WORK REQUIRED ::
Only the lines from the one with "For the dataset, pick out the green" onward are wanted, through the last line of the entries, set down exactly.

EXERCISE DATA ::
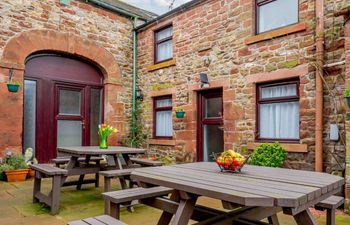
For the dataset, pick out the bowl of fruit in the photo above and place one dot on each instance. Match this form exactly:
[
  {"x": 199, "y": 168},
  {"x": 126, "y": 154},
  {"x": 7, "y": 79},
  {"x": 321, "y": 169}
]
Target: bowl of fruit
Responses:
[{"x": 230, "y": 161}]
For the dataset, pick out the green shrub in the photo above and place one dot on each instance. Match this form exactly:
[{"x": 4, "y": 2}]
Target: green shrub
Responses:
[
  {"x": 347, "y": 92},
  {"x": 270, "y": 155},
  {"x": 17, "y": 162}
]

RESULT OF THE EXERCISE ::
For the dataset, pick out the green shrub in the photo above and place one dot on each instance. Match this form exactly:
[{"x": 4, "y": 2}]
Target: green shrub
Responses:
[
  {"x": 347, "y": 92},
  {"x": 270, "y": 155},
  {"x": 17, "y": 162}
]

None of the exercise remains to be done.